* [WRITTEN INSTRUCTION]: Starting with the line that contains "In the photo above, where can the navy piping" and going on through the line that contains "column 473, row 363", recast only those lines of the items below as a numbered list, leaving out any blank lines.

* [RECORDS FOR THIS TASK]:
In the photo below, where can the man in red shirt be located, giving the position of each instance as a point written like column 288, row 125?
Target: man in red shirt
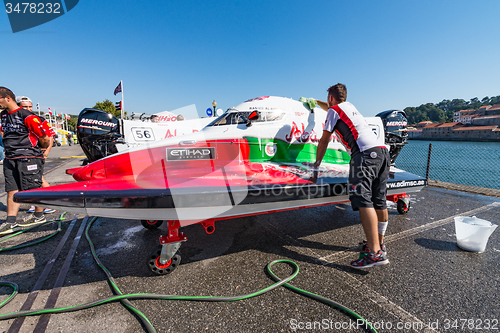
column 26, row 103
column 23, row 138
column 368, row 174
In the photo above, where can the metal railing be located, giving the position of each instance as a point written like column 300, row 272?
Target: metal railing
column 470, row 164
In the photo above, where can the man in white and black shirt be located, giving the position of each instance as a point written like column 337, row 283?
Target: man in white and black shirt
column 368, row 174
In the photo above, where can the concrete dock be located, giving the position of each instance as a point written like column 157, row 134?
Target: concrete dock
column 430, row 285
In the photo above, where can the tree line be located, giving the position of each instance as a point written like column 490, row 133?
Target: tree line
column 443, row 111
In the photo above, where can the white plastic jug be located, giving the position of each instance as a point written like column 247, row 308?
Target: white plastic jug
column 473, row 233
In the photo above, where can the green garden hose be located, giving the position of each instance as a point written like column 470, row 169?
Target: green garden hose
column 125, row 299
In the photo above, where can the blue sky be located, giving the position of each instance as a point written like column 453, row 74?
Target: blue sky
column 170, row 53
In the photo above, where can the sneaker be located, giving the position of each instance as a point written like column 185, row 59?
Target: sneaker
column 369, row 259
column 364, row 244
column 8, row 228
column 32, row 220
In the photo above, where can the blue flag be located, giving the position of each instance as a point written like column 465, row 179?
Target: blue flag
column 118, row 88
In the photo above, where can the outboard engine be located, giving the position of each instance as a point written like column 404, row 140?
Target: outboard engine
column 98, row 133
column 396, row 131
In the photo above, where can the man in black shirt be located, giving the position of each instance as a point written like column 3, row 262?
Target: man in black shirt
column 23, row 138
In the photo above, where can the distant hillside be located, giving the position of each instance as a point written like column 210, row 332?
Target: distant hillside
column 443, row 111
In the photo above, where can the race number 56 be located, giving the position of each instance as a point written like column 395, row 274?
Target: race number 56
column 143, row 134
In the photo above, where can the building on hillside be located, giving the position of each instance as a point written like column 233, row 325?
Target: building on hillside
column 486, row 121
column 422, row 124
column 439, row 130
column 477, row 133
column 493, row 110
column 415, row 133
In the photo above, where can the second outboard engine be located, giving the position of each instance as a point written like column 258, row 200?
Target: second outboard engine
column 98, row 132
column 396, row 131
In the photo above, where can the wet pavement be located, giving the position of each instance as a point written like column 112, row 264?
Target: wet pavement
column 430, row 285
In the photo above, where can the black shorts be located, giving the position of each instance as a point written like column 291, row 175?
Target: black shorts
column 368, row 174
column 23, row 174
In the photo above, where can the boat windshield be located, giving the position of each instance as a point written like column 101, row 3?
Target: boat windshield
column 235, row 117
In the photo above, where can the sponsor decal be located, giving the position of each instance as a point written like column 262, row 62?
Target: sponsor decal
column 301, row 135
column 257, row 99
column 271, row 149
column 405, row 183
column 183, row 154
column 98, row 122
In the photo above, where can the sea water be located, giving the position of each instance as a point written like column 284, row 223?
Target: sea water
column 459, row 162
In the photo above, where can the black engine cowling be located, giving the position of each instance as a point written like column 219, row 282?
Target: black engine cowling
column 396, row 131
column 98, row 132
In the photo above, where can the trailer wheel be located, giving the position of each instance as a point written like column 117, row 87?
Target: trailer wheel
column 158, row 268
column 151, row 224
column 403, row 207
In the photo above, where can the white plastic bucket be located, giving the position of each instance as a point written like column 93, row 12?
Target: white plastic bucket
column 473, row 233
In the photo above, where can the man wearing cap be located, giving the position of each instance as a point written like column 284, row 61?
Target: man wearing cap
column 25, row 103
column 23, row 165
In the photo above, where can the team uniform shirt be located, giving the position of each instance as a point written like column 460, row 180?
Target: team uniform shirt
column 46, row 128
column 21, row 130
column 351, row 128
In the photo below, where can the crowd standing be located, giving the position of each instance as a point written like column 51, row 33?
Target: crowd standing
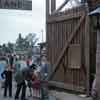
column 26, row 75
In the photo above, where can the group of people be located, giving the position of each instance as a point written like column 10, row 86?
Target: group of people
column 24, row 78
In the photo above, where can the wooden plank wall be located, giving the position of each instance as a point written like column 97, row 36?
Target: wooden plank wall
column 59, row 29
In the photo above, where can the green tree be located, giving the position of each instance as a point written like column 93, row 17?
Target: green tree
column 20, row 42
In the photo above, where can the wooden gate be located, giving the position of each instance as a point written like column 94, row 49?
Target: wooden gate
column 68, row 49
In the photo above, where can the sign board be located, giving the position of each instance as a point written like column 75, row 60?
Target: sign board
column 16, row 4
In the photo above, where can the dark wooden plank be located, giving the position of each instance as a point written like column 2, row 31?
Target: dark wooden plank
column 53, row 5
column 67, row 44
column 47, row 8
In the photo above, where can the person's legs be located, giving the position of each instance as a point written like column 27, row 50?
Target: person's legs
column 10, row 89
column 5, row 89
column 18, row 91
column 23, row 95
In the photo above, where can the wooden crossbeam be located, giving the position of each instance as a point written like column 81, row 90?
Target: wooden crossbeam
column 47, row 8
column 63, row 4
column 53, row 5
column 56, row 67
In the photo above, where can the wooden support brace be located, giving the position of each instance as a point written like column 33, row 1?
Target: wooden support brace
column 56, row 67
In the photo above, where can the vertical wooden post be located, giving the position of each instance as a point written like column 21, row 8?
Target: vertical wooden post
column 47, row 8
column 87, row 52
column 98, row 62
column 53, row 5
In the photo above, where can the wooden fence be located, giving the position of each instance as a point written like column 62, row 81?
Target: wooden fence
column 68, row 49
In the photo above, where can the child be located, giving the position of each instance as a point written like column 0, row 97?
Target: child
column 94, row 90
column 36, row 85
column 7, row 75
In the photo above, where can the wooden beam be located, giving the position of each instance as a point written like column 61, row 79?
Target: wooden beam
column 63, row 4
column 53, row 5
column 66, row 46
column 67, row 86
column 47, row 8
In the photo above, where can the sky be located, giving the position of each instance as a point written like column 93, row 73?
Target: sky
column 13, row 22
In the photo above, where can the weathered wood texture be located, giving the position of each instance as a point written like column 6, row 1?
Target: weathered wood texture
column 93, row 4
column 68, row 49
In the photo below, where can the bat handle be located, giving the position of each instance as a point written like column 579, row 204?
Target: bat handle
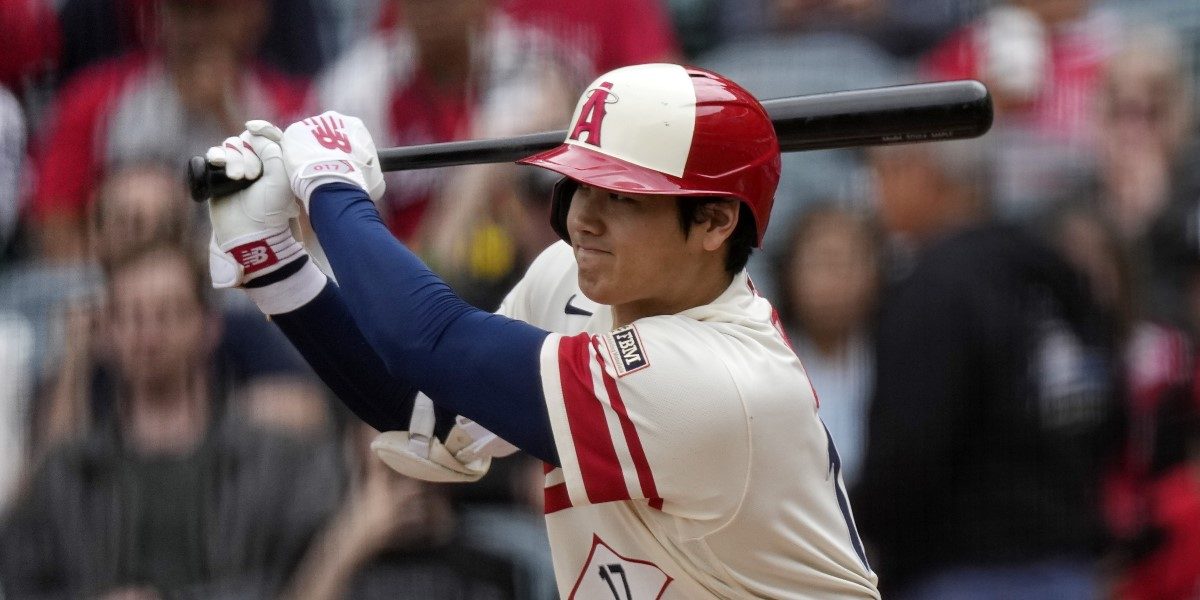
column 207, row 181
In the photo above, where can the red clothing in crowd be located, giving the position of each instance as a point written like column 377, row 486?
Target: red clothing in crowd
column 88, row 126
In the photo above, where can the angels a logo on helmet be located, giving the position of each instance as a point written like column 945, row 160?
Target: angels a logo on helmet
column 593, row 113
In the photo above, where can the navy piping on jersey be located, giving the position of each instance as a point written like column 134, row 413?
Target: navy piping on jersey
column 472, row 363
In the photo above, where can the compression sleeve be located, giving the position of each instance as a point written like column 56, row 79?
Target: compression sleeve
column 342, row 358
column 477, row 364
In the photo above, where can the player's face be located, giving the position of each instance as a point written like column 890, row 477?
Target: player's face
column 633, row 253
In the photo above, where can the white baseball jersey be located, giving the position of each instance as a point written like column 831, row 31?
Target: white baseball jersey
column 694, row 462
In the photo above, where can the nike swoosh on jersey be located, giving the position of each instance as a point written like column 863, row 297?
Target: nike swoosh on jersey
column 575, row 310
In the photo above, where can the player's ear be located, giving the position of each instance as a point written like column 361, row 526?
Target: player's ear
column 717, row 222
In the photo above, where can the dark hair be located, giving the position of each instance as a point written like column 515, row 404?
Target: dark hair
column 741, row 243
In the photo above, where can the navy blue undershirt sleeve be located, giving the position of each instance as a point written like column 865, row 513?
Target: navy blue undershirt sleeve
column 342, row 358
column 473, row 363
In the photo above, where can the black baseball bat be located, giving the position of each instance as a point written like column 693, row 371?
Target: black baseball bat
column 898, row 114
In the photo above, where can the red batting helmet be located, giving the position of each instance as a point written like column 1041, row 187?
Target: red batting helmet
column 667, row 130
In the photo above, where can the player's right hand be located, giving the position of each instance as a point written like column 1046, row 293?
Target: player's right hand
column 252, row 232
column 463, row 456
column 330, row 148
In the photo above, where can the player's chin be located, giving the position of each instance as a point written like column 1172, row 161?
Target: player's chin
column 597, row 288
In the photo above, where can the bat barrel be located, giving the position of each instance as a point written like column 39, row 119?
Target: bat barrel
column 900, row 114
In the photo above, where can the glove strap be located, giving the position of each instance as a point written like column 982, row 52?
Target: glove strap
column 263, row 252
column 291, row 293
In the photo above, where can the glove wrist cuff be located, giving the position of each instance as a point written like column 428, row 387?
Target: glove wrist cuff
column 264, row 252
column 291, row 293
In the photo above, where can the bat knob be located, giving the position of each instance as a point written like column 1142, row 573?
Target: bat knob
column 207, row 181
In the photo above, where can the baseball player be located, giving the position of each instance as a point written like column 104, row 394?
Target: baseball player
column 684, row 456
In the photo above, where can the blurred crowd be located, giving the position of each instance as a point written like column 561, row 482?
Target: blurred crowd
column 1003, row 334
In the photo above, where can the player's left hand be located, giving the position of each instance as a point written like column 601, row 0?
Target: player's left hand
column 329, row 148
column 252, row 228
column 465, row 456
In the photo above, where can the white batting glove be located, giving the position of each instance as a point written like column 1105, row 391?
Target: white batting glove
column 466, row 455
column 328, row 148
column 253, row 233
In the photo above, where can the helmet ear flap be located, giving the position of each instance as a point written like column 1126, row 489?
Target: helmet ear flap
column 559, row 204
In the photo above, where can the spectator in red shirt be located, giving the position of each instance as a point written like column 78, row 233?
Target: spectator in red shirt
column 610, row 33
column 198, row 82
column 1043, row 61
column 449, row 70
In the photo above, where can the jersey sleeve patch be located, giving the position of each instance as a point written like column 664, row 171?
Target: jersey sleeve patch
column 605, row 459
column 607, row 574
column 625, row 351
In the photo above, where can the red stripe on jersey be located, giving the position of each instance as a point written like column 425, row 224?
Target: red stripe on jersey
column 603, row 478
column 556, row 498
column 645, row 475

* [ANSWER]:
1. In the photo above, where can the navy piping on jersey be located, giving the position of each instance as a point written like column 134, row 413?
2. Target: navy piping on jersey
3. column 472, row 363
4. In the photo above, where can the compression sleeve be located, giving the position of each instance as a point written like column 56, row 79?
5. Target: compression sleeve
6. column 342, row 358
7. column 477, row 364
8. In the photo above, where can the player's face be located, giving the position of each instance as a point written like column 890, row 477?
9. Target: player's face
10. column 633, row 253
11. In the photo above, where can the white baseball jersey be located, giving the position of each instance as a point written like column 831, row 31?
12. Target: white baseball jersey
13. column 694, row 462
14. In the photo above, where can the nike swoosh on jersey be located, giving the position of each instance as a point written like column 863, row 297?
15. Target: nike swoosh on jersey
16. column 575, row 310
17. In the photo above, where can the player's ear be located, giving the position of each instance as a point written like column 361, row 526?
18. Target: player's ear
19. column 717, row 222
20. In the photo above, where can the dark hair be located, giving the position of each instance as a point written like column 515, row 404?
21. Target: dark hair
22. column 741, row 243
23. In the photo above, where can the navy blue undershirt sleeve be located, giving the position of each instance as a point written like column 865, row 513?
24. Target: navy blue undershirt sleeve
25. column 342, row 358
26. column 473, row 363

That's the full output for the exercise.